■ **Work to be completed**
According to the book notice below, in what year was the Vatican instruction Liturgiam Authenticam issued?

■ **Text passage**
Posted May 16, 2006
Book: Translating Tradition: A Chant Historian Reads Liturgiam Authenticam
Author: Peter Jeffery
Liturgical Press. Collegeville, MN, 2005. Pp.168
An Excerpt from the Jacket:
The Vatican instruction Liturgiam Authenticam (2001) calls for "a new era"
of liturgical translation "marked by sound doctrine" and "exact in wording."
This, it is stated, will preserve the traditions of the Roman Rite and the
exegesis of the church fathers. Though Jeffery favors more exact
translations and doctrinal clarity, he finds the instruction uninformed
about the history of the Catholic liturgy: The Roman Rite, with papal
approval, has always made use of paraphrases, multiple translations, and
multilayered exegesis. Jeffery proposes reviving the patristic and
scholastic principle that Scripture and Catholic tradition are "diverse, not
adverse" - that balancing alternative models enhances rather than threatens
the unity of the Catholic Church.
An Excerpt from the Book:
Language and Cultures
Some of the problems we have with worship today arise frm the tendency to
see inculturation and tradition as opposites: either one does something the
traditional way, or one adapts it to a modern culture. Thus people feel
compelled to take sides, favoring one over the other. Much trouble could be
avoided by learning to see tradition and inculturation as two sides of the
same coin, or two perspectives on the same phenomenon - for tradition is the
record of inculturations past, a storehouse of models and resources for
inculturations today, which in turn will generate the traditions of the
future. It was possible to see this even before Vatican II, when the word
"inculturation" had not yet been invented. Thus Thomas Merton could write:
"There is a difference between a mystery and a dogma. A dogma of the faith
is a more abstract, authoritative statement of the truth to be believed,
couched in its official formulation. . .A mystery is not just the distilled
and decanted formulation of a revealed truth, but that whole truth in all
its concrete manifestation: in the mysteries of the faith we wee God
Himself, generally in one of those great theandric actions in which He has
revealed Himself to us in a concrete and tangible form. . .

■ **Stored rows**
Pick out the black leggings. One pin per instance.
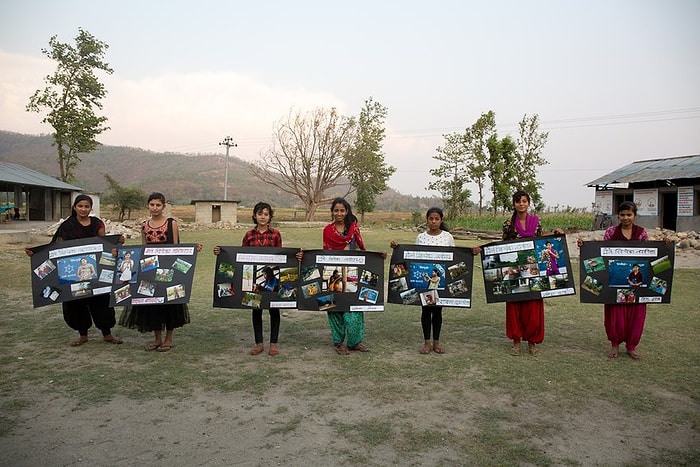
(80, 314)
(274, 325)
(431, 315)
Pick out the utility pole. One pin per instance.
(228, 142)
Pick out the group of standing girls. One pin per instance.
(624, 323)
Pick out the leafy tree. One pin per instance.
(309, 155)
(503, 171)
(476, 140)
(366, 168)
(530, 145)
(452, 175)
(71, 96)
(123, 199)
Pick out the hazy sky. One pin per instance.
(613, 81)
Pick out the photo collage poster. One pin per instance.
(345, 280)
(158, 274)
(617, 272)
(72, 269)
(431, 275)
(256, 277)
(527, 269)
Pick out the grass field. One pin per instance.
(475, 405)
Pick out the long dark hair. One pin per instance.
(349, 217)
(259, 207)
(439, 212)
(515, 198)
(79, 198)
(156, 195)
(627, 206)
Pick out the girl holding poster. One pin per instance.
(624, 322)
(348, 327)
(263, 235)
(525, 319)
(153, 318)
(431, 315)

■ **Output below**
2001